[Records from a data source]
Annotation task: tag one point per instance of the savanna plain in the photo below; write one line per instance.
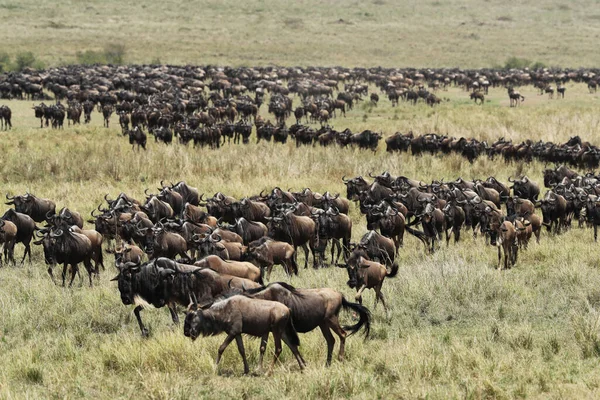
(458, 328)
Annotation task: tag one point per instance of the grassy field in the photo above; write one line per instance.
(458, 327)
(431, 33)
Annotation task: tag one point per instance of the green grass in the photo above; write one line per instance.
(458, 327)
(415, 33)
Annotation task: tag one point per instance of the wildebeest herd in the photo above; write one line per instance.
(209, 105)
(214, 255)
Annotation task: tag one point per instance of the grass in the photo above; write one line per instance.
(459, 328)
(465, 33)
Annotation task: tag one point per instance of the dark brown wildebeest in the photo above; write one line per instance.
(96, 240)
(25, 229)
(157, 209)
(127, 253)
(252, 210)
(478, 96)
(240, 269)
(560, 90)
(8, 234)
(525, 188)
(5, 117)
(160, 243)
(503, 234)
(107, 111)
(189, 193)
(165, 282)
(268, 252)
(297, 231)
(312, 308)
(137, 136)
(374, 98)
(195, 214)
(68, 248)
(248, 231)
(515, 97)
(239, 315)
(365, 274)
(389, 221)
(37, 208)
(455, 218)
(355, 186)
(554, 210)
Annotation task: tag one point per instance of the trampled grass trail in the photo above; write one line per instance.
(458, 327)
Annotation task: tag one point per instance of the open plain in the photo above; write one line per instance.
(458, 328)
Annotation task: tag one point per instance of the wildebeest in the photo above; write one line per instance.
(312, 308)
(239, 315)
(25, 229)
(240, 269)
(5, 117)
(366, 274)
(137, 136)
(164, 282)
(8, 233)
(63, 246)
(295, 230)
(37, 208)
(268, 252)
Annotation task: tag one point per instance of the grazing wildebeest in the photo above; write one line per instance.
(25, 229)
(37, 208)
(163, 282)
(366, 274)
(8, 233)
(239, 315)
(312, 308)
(477, 96)
(268, 252)
(137, 136)
(5, 117)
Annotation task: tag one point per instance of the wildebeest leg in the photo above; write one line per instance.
(330, 341)
(379, 293)
(295, 351)
(305, 248)
(136, 311)
(277, 340)
(263, 347)
(334, 324)
(358, 296)
(499, 256)
(74, 270)
(173, 311)
(240, 342)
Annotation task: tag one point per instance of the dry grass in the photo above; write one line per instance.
(458, 327)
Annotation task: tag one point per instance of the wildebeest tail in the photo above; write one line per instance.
(394, 271)
(418, 234)
(364, 317)
(291, 334)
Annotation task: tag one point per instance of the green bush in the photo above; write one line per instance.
(516, 62)
(520, 63)
(24, 60)
(115, 53)
(4, 62)
(112, 54)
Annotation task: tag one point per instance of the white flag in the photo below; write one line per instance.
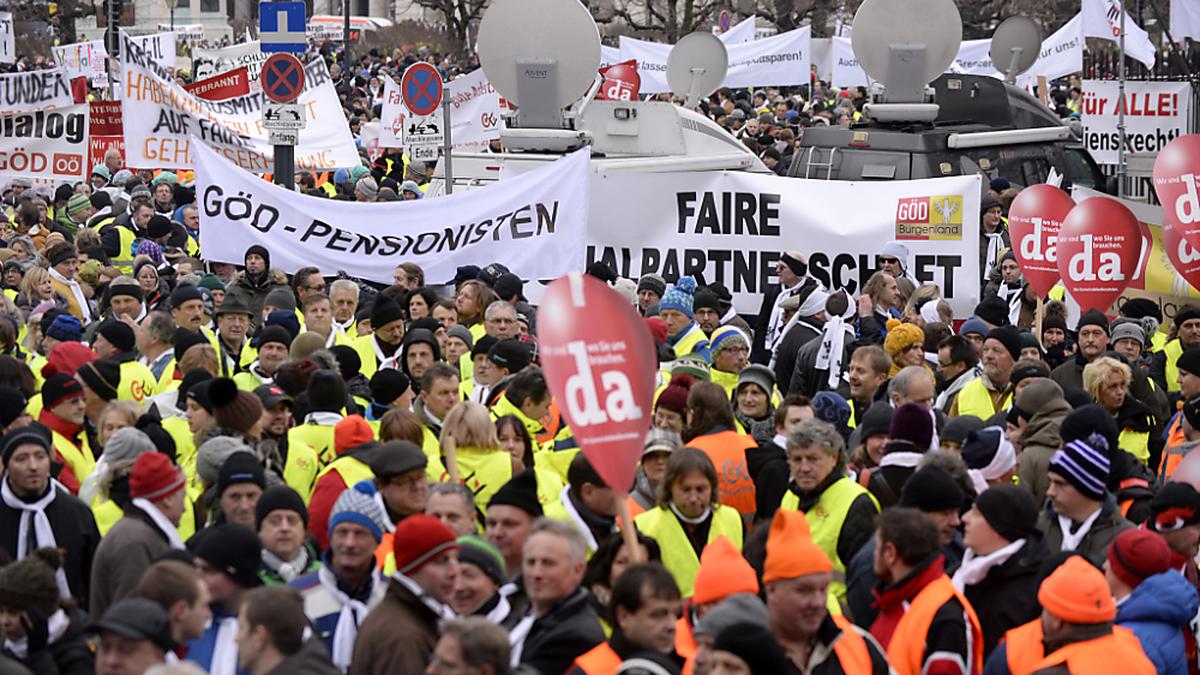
(1102, 18)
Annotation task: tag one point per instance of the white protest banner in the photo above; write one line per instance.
(210, 63)
(191, 33)
(84, 59)
(846, 71)
(1185, 19)
(7, 40)
(1156, 113)
(739, 33)
(474, 112)
(1102, 18)
(783, 59)
(732, 226)
(49, 144)
(1062, 54)
(35, 90)
(162, 119)
(535, 222)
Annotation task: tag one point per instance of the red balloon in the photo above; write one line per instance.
(1176, 174)
(1099, 248)
(600, 364)
(1033, 223)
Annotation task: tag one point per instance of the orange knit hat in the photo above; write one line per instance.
(723, 572)
(791, 550)
(1077, 592)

— WORK TO COMPLETE —
Copy every line of the listing above word for word, leaving out the pictures.

— EXERCISE SOLUTION —
Annotation task: tag one point per instance of the savanna plain in the photo below; write one line per instance.
(458, 328)
Annotation task: tag one point per instance of the grassy field in the photo above; write one line per instance.
(458, 327)
(431, 33)
Annotation task: tag one point per instance of the green grass in the photo above; write one line per instance.
(458, 327)
(415, 33)
Annotation task: tag one point per instance of the wildebeest herd in the photo above; write one line per instance.
(209, 105)
(214, 255)
Annotation task: tag one point per instance of the grass in the photo above; write one line per instance.
(459, 328)
(465, 33)
Annotation task: tag one point per instance of the dark brown wildebeest in the photo above; write one line per instance.
(96, 240)
(25, 229)
(157, 209)
(127, 253)
(252, 210)
(478, 96)
(240, 269)
(560, 90)
(8, 234)
(525, 188)
(5, 117)
(160, 243)
(503, 234)
(107, 111)
(189, 193)
(165, 282)
(268, 252)
(297, 231)
(312, 308)
(137, 136)
(374, 98)
(195, 214)
(68, 248)
(248, 231)
(515, 97)
(239, 315)
(365, 274)
(389, 221)
(37, 208)
(455, 218)
(355, 186)
(554, 210)
Annotation task: tag one point per instance of the trampled grass trail in the photo above; write one line per instance.
(458, 327)
Annotation task: tag one point per instance of the open plain in the photo above; write one line per instance.
(458, 328)
Annotation task: tag one point per instance of the wildebeest in the photo above; write one line per instance.
(312, 308)
(239, 315)
(25, 229)
(240, 269)
(5, 117)
(366, 274)
(137, 136)
(164, 282)
(8, 233)
(63, 246)
(295, 230)
(37, 208)
(268, 252)
Annotation task: tag one point per instance of the grazing wildebeest in the photo above; write one line per instance.
(25, 229)
(37, 208)
(163, 282)
(366, 274)
(8, 233)
(239, 315)
(312, 308)
(477, 96)
(268, 252)
(137, 136)
(5, 117)
Annotation task: tag one point per instance of the wildebeest leg in the photo above; write one line per instance.
(330, 341)
(379, 293)
(295, 351)
(305, 248)
(136, 311)
(277, 340)
(263, 347)
(334, 324)
(358, 296)
(499, 256)
(74, 270)
(173, 311)
(240, 342)
Annotation task: tag one point per instance of the dry grass in the photo above; write one line per instance.
(458, 327)
Annotation task: tag one point per instance of the wildebeest tail in the photo above; write one line per instance.
(394, 271)
(418, 234)
(364, 317)
(291, 334)
Annotation task: tag one point per instance of the green bush in the photo above; write one line per instance.
(516, 62)
(520, 63)
(24, 60)
(115, 53)
(4, 62)
(112, 54)
Annotation task: tag one point per instance of the white flag in the photo below; write one line per instance.
(1102, 18)
Annotation task: tag one point per instance of the white protest banner in the photo above; write one line per instance.
(210, 63)
(191, 33)
(84, 59)
(846, 71)
(1185, 19)
(7, 40)
(1156, 113)
(739, 33)
(474, 112)
(1102, 18)
(783, 59)
(732, 226)
(49, 144)
(1062, 54)
(35, 90)
(162, 119)
(535, 222)
Annotation task: tag one point per instance of the red balloon in the photo above; write one line per instance.
(1176, 174)
(1099, 248)
(600, 364)
(1033, 223)
Annotation task: tag one point per instance of the orange knit hat in the photo above; write one line per instance.
(723, 572)
(791, 550)
(1077, 592)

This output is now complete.